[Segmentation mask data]
=====

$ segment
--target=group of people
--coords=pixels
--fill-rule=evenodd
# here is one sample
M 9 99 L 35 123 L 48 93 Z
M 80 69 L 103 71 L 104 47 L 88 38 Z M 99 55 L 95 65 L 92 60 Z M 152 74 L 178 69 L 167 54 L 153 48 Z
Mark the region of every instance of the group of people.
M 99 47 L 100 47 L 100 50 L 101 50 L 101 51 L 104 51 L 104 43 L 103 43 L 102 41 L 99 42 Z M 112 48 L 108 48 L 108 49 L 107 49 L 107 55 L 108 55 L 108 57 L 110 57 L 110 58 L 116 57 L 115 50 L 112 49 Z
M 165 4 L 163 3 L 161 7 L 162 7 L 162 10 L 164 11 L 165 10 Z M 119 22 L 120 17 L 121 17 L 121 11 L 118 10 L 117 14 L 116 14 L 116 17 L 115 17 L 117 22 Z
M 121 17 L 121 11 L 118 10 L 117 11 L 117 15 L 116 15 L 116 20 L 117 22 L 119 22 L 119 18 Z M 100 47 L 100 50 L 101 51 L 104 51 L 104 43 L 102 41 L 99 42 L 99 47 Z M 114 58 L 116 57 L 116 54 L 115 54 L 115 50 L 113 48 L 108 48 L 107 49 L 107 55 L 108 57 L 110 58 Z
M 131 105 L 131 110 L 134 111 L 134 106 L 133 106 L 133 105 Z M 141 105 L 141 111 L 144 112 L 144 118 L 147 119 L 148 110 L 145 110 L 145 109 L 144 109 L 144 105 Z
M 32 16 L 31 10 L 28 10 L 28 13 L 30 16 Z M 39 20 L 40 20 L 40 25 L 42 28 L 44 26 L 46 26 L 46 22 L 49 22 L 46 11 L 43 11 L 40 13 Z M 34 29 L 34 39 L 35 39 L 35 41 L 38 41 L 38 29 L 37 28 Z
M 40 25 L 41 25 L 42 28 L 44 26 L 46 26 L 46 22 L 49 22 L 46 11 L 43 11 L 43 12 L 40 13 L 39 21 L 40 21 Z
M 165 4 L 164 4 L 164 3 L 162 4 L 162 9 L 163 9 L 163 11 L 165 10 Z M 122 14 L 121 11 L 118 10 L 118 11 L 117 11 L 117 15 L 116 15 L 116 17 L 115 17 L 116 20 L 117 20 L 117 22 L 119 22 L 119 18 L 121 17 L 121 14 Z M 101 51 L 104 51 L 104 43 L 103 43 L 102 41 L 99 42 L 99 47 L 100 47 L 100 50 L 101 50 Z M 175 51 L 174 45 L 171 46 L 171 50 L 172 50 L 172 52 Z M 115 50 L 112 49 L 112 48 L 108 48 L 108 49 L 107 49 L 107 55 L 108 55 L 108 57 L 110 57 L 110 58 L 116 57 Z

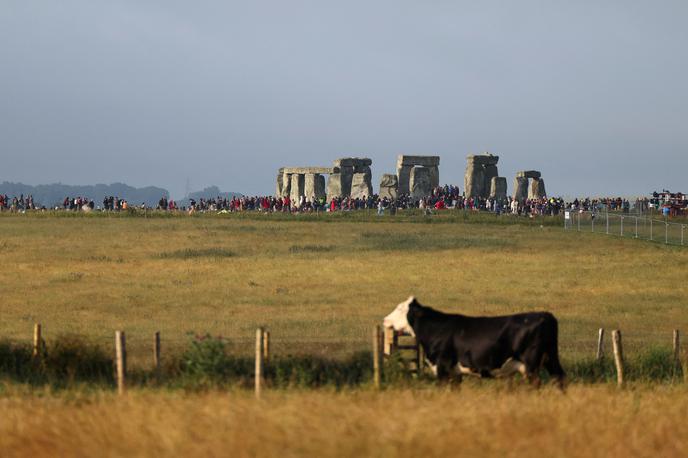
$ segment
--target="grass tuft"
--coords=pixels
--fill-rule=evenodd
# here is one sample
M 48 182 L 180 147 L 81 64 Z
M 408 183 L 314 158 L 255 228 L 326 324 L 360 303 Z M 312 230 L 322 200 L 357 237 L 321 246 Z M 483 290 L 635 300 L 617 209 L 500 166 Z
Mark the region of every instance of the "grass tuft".
M 289 252 L 297 253 L 327 253 L 335 249 L 332 245 L 292 245 L 289 247 Z
M 159 259 L 197 259 L 197 258 L 232 258 L 236 253 L 222 247 L 214 248 L 184 248 L 175 251 L 164 251 L 158 253 Z

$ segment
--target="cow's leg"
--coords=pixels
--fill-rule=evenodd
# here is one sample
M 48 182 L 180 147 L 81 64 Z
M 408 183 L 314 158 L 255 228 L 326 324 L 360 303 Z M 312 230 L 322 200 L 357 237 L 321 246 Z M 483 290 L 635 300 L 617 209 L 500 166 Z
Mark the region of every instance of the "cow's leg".
M 559 363 L 559 355 L 554 354 L 551 357 L 548 357 L 545 360 L 545 369 L 547 369 L 547 372 L 551 377 L 555 377 L 557 379 L 557 386 L 559 386 L 561 391 L 564 391 L 566 373 L 564 373 L 564 369 Z
M 461 374 L 454 370 L 454 362 L 449 357 L 440 356 L 437 360 L 437 380 L 440 383 L 461 383 Z
M 537 347 L 531 347 L 523 353 L 524 379 L 535 388 L 540 387 L 540 369 L 543 364 L 543 356 L 543 352 Z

=====

- [What the task asks]: Single out each line of the records above with the string "target" in it, and copy it.

- [Your solution]:
--target=group of people
--target="grass tuft"
--target="cow's leg"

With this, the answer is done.